▶ DATASET EXCERPTS
--------------------------------
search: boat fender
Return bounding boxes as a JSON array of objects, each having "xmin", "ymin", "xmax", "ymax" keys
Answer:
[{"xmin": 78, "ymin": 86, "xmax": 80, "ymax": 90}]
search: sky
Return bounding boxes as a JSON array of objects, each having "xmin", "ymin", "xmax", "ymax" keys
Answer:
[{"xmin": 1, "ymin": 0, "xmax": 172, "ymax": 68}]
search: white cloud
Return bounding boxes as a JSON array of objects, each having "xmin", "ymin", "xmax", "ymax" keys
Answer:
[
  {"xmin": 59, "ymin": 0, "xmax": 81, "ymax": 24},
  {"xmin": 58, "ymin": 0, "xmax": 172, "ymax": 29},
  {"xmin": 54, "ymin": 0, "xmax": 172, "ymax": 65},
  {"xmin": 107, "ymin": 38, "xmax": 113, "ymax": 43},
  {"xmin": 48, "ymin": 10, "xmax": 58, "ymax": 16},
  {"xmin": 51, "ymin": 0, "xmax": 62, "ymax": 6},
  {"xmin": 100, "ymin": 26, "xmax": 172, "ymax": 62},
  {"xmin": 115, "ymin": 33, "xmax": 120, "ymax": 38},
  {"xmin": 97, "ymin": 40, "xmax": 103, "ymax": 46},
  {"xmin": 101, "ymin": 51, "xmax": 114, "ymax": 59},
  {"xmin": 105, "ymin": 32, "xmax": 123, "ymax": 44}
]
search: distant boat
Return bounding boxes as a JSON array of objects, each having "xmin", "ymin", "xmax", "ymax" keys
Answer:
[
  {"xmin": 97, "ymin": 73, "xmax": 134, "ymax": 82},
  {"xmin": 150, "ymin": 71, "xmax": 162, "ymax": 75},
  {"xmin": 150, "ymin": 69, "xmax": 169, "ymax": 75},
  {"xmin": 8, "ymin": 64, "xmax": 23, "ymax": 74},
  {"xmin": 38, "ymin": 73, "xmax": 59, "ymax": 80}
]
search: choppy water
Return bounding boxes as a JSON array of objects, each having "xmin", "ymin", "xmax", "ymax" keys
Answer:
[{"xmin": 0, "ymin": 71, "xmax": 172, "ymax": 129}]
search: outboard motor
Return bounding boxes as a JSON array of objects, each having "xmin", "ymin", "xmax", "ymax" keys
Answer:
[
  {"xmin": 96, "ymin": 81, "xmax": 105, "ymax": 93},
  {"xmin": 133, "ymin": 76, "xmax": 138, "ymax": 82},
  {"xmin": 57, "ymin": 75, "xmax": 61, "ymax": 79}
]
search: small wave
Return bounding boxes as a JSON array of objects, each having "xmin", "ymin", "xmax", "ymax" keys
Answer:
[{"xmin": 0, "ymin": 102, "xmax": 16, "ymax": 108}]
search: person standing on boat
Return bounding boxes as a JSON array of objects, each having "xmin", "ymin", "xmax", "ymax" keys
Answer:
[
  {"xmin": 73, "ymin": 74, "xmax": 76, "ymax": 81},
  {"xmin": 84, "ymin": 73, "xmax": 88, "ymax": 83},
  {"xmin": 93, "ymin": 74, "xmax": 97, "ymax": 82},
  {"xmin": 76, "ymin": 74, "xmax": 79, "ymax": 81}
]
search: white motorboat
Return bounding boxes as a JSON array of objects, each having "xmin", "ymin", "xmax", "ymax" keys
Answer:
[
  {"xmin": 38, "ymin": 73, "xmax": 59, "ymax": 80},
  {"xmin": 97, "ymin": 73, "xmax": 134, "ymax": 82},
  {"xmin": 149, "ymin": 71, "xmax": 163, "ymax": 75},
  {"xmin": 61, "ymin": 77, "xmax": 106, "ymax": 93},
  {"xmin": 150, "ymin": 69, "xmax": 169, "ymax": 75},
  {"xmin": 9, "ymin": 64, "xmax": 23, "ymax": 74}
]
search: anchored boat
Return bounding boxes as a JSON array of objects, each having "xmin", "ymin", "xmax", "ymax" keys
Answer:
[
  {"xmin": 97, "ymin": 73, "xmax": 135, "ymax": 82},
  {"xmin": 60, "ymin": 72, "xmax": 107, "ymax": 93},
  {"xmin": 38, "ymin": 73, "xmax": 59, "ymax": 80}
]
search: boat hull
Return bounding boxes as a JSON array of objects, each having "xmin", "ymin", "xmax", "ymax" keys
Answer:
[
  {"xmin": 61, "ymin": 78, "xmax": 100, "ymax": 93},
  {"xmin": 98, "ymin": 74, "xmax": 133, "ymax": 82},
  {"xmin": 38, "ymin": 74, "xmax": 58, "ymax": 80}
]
--------------------------------
▶ EXERCISE BRIEF
Copy every line of the data above exactly.

▶ RESPONSE TO THE TASK
search: boat fender
Return bounding boxes as a JSON array of objects, each having "xmin", "ymin", "xmax", "ymax" keys
Answer:
[{"xmin": 78, "ymin": 86, "xmax": 80, "ymax": 90}]
search: sky
Return bounding boxes as a JSON array of objects, each having "xmin", "ymin", "xmax", "ymax" keys
Answer:
[{"xmin": 1, "ymin": 0, "xmax": 172, "ymax": 68}]
search: white cloud
Return bounding boxes as a JSON array of objects, each having "xmin", "ymin", "xmax", "ymax" keys
Answer:
[
  {"xmin": 59, "ymin": 0, "xmax": 81, "ymax": 24},
  {"xmin": 58, "ymin": 0, "xmax": 172, "ymax": 29},
  {"xmin": 54, "ymin": 0, "xmax": 172, "ymax": 65},
  {"xmin": 107, "ymin": 38, "xmax": 113, "ymax": 43},
  {"xmin": 48, "ymin": 10, "xmax": 58, "ymax": 16},
  {"xmin": 51, "ymin": 0, "xmax": 62, "ymax": 6},
  {"xmin": 100, "ymin": 26, "xmax": 172, "ymax": 62},
  {"xmin": 115, "ymin": 33, "xmax": 120, "ymax": 38},
  {"xmin": 97, "ymin": 40, "xmax": 103, "ymax": 46},
  {"xmin": 101, "ymin": 51, "xmax": 114, "ymax": 59},
  {"xmin": 105, "ymin": 32, "xmax": 123, "ymax": 44}
]
search: distant boat
Return bounding boxes as a JSON array of objects, each having "xmin", "ymin", "xmax", "ymax" keys
Answer:
[
  {"xmin": 97, "ymin": 73, "xmax": 134, "ymax": 82},
  {"xmin": 150, "ymin": 71, "xmax": 162, "ymax": 75},
  {"xmin": 150, "ymin": 69, "xmax": 169, "ymax": 75},
  {"xmin": 8, "ymin": 64, "xmax": 23, "ymax": 74},
  {"xmin": 38, "ymin": 73, "xmax": 59, "ymax": 80}
]
search: choppy water
Return bounding boxes as a JSON array of objects, each having "xmin", "ymin", "xmax", "ymax" keys
Answer:
[{"xmin": 0, "ymin": 71, "xmax": 172, "ymax": 129}]
search: outboard motor
Return bounding boxes as a JSON array of objects, each having "xmin", "ymin", "xmax", "ymax" keys
Answer:
[
  {"xmin": 96, "ymin": 81, "xmax": 105, "ymax": 93},
  {"xmin": 133, "ymin": 76, "xmax": 138, "ymax": 82},
  {"xmin": 57, "ymin": 75, "xmax": 61, "ymax": 79}
]
search: small wave
Return bounding boxes as a JSON array of objects, each having "xmin", "ymin", "xmax", "ymax" keys
Answer:
[{"xmin": 0, "ymin": 102, "xmax": 16, "ymax": 108}]
search: person standing on boat
Return bounding boxes as a JSON array of objects, each having "xmin", "ymin", "xmax", "ymax" keys
Answer:
[
  {"xmin": 73, "ymin": 74, "xmax": 76, "ymax": 81},
  {"xmin": 84, "ymin": 73, "xmax": 88, "ymax": 83},
  {"xmin": 93, "ymin": 74, "xmax": 97, "ymax": 82},
  {"xmin": 76, "ymin": 74, "xmax": 79, "ymax": 81}
]
search: white motorboat
Return bounding boxes as a JSON array of objects, each having "xmin", "ymin", "xmax", "ymax" keys
Answer:
[
  {"xmin": 38, "ymin": 73, "xmax": 59, "ymax": 80},
  {"xmin": 97, "ymin": 73, "xmax": 134, "ymax": 82},
  {"xmin": 149, "ymin": 71, "xmax": 163, "ymax": 75},
  {"xmin": 61, "ymin": 77, "xmax": 106, "ymax": 93},
  {"xmin": 150, "ymin": 69, "xmax": 169, "ymax": 75},
  {"xmin": 9, "ymin": 64, "xmax": 23, "ymax": 74}
]
search: anchored boat
Return bounding boxes as a JSON array of objects, each having "xmin", "ymin", "xmax", "ymax" keys
Answer:
[
  {"xmin": 97, "ymin": 73, "xmax": 135, "ymax": 82},
  {"xmin": 60, "ymin": 72, "xmax": 107, "ymax": 93},
  {"xmin": 38, "ymin": 73, "xmax": 59, "ymax": 80}
]
search: boat hull
Return bounding boxes as a JSON array of objects, each having "xmin", "ymin", "xmax", "ymax" keys
Answer:
[
  {"xmin": 61, "ymin": 78, "xmax": 100, "ymax": 93},
  {"xmin": 98, "ymin": 74, "xmax": 133, "ymax": 82},
  {"xmin": 38, "ymin": 74, "xmax": 58, "ymax": 80}
]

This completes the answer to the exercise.